SOURCE EXCERPT:
====================

I launched up pitch two as fast as I could and my partner floated up the technical granite sequences with ease. As he was climbing I could observe the two separate rain storms and notice that one appeared to be headed straight for us. Over two hundred feet off the ground we again considered our options up or down and the risks involved in both. We both opted to continue up.
I engaged the third pitch with the determination of a starving artist craving the life giving nutrients of each climbing movement. My partner sped up following me with the speed and skill of Dale Earnhardt. The two storm systems drew closer. The wind picked up blowing our chalk and caressing our arms giving us an awareness of the rain’s imminent arrival.
With the knowledge that there was a spacious ledge with a two story tall pine tree to provide shelter we made our exchange brief and continued up the 4th pitch. Pausing below a difficult sequence I glanced over my shoulder to see just how much time I had before mother nature blasted me with her fire hose. I was pleasantly surprised to see that the clouds had changed directions parting one to the climbers right and one to the climbers left. Two more had developed in their place but were much further away giving me the peace of mind to solve the problems that the climbing route was presenting. I made it to a small ledge 50 feet below the large pine tree and was able to breath easy with the knowledge that the rain I could see in the distance would’t be here before my partner arrived at this ledge. As he’d done before my partner cruised up the pitch nabbing the gear and once with in earshot we both exchanged the good news we both knew.
We dodged the bullet that Hurricane Rosa shot our way. Once to the anchor we blasted up to the ledge that had a huge pine tree 200 feet below the summit and waited for the next two rain storms to hit. To our delight these storm systems followed the last and totally missed us!

====================

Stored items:
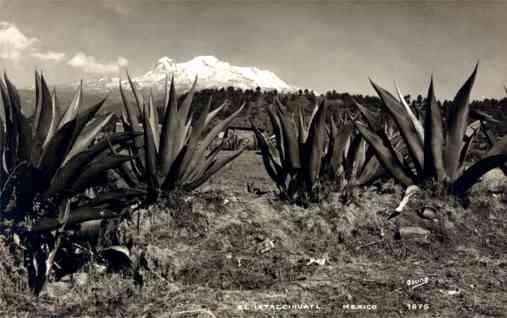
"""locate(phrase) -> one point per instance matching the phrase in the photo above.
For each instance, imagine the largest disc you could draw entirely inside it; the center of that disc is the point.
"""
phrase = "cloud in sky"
(117, 6)
(13, 43)
(49, 56)
(89, 64)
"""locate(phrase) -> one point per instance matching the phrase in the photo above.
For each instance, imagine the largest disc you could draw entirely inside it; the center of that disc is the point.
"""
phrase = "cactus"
(45, 164)
(437, 158)
(306, 156)
(174, 155)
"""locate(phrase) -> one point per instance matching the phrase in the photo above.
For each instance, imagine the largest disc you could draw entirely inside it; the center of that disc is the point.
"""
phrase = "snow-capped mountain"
(211, 73)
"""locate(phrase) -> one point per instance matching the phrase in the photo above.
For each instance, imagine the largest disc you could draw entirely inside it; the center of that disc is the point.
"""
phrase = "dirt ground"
(232, 249)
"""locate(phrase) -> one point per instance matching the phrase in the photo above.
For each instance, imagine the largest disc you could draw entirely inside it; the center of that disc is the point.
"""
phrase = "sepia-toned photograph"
(253, 158)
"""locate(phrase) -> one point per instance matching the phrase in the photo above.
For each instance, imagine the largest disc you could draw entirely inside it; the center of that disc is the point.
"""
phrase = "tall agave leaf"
(444, 150)
(316, 138)
(46, 176)
(176, 155)
(434, 138)
(405, 126)
(386, 156)
(456, 125)
(415, 122)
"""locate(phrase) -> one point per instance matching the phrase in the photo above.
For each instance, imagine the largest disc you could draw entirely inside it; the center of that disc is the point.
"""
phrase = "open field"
(226, 252)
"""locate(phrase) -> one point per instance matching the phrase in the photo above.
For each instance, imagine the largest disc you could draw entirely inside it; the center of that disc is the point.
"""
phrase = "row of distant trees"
(338, 102)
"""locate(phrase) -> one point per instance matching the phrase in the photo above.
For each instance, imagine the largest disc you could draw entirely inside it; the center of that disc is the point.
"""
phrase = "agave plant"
(175, 152)
(46, 163)
(436, 150)
(307, 156)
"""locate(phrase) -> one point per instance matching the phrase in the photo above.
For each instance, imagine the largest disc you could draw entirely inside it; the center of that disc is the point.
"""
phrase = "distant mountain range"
(211, 72)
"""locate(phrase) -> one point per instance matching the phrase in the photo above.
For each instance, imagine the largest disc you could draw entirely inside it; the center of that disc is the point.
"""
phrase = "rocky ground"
(232, 249)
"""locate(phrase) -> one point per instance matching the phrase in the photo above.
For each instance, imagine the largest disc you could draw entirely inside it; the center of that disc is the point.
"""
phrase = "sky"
(315, 44)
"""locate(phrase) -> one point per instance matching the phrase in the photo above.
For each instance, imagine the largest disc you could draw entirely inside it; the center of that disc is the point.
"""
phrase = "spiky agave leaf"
(274, 170)
(196, 153)
(19, 139)
(290, 137)
(315, 144)
(415, 122)
(386, 156)
(456, 125)
(477, 170)
(434, 138)
(405, 126)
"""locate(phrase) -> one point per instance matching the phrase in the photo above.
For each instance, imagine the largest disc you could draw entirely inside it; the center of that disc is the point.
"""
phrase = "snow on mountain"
(211, 73)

====================

DIRECTION:
Rewrite the climbing account between "We dodged the" and "totally missed us!", inclusive, with "Hurricane Rosa" changed to "the hurricane".

PROBLEM SOLUTION:
We dodged the bullet that the hurricane shot our way. Once to the anchor we blasted up to the ledge that had a huge pine tree 200 feet below the summit and waited for the next two rain storms to hit. To our delight these storm systems followed the last and totally missed us!